**Text shown**
Start

Hive Hive
Sign in

feat(server): account-scoped Runner Profiles (Linux v1)

GitHub issue · Closed

Metadata
Source
tuist/tuist #10970
Updated
Jun 24, 2026
Domains
Compute
Details

Customers can create per-account Runner Profiles that bundle vCPU and RAM behind a name and reference them from GitHub Actions workflows as runs-on: tuist-<name>. Changing a profile’s resources upgrades every workflow that uses it with no workflow-file edits. Linux only for v1; macOS follows.

The PR spans four areas: the customer-facing dashboard surface, the server dispatch/persistence layer, the Helm shape catalog the profiles resolve to, and a fleet-capacity-aware autoscaler so heterogeneous shapes pack onto the shared bare-metal fleet without one shape’s idle warm pods starving another’s real work. Plus capacity-fit observability on the Grafana dashboard.

Architecture

Three layers, increasingly customer-facing:

  1. Shape pools — Helm-rendered RunnerPool CRs, one per (vcpus, memory_gb) entry in the new runnersFleetLinux.shapes catalog. Deterministic names (runner-pool-linux-<vcpus>vcpu-<gb>gb) and internal dispatch labels (shape-linux-…); customers never reference these directly.

End

**Provided information**
Start

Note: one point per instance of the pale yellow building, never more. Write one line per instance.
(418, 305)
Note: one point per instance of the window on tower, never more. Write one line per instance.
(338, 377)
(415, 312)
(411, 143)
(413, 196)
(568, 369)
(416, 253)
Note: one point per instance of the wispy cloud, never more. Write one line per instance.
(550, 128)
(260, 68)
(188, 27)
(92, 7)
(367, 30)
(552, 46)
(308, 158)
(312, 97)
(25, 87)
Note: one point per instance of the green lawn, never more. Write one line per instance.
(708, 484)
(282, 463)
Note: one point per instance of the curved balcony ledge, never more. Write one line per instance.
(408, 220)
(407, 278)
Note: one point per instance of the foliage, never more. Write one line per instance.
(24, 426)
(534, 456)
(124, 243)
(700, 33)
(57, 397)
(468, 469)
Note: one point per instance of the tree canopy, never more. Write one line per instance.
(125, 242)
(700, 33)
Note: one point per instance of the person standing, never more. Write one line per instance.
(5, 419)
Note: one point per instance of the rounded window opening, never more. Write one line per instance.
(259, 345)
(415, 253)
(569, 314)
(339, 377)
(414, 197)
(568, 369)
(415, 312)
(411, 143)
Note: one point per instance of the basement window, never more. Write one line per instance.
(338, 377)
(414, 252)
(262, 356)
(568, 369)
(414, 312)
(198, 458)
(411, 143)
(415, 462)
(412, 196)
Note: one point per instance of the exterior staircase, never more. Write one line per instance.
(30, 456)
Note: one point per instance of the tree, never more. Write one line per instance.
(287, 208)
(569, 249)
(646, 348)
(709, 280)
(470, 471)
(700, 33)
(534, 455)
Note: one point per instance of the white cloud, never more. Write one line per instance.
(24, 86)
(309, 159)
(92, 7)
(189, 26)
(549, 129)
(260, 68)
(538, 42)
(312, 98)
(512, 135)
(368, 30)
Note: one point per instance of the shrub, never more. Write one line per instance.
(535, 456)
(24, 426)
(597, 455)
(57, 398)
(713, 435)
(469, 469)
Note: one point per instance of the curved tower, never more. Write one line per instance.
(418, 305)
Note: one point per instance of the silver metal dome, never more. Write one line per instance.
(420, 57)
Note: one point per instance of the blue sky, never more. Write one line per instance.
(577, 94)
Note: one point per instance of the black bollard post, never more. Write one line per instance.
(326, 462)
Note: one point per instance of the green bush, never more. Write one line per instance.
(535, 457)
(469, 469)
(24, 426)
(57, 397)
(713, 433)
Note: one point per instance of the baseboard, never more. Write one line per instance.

End

**Given problem**
Reproduce word for word the stretch of the Runner Profiles issue above from "Customers can create" through "the Grafana dashboard.".

**Answer for this exercise**
Customers can create per-account Runner Profiles that bundle vCPU and RAM behind a name and reference them from GitHub Actions workflows as runs-on: tuist-<name>. Changing a profile’s resources upgrades every workflow that uses it with no workflow-file edits. Linux only for v1; macOS follows.

The PR spans four areas: the customer-facing dashboard surface, the server dispatch/persistence layer, the Helm shape catalog the profiles resolve to, and a fleet-capacity-aware autoscaler so heterogeneous shapes pack onto the shared bare-metal fleet without one shape’s idle warm pods starving another’s real work. Plus capacity-fit observability on the Grafana dashboard.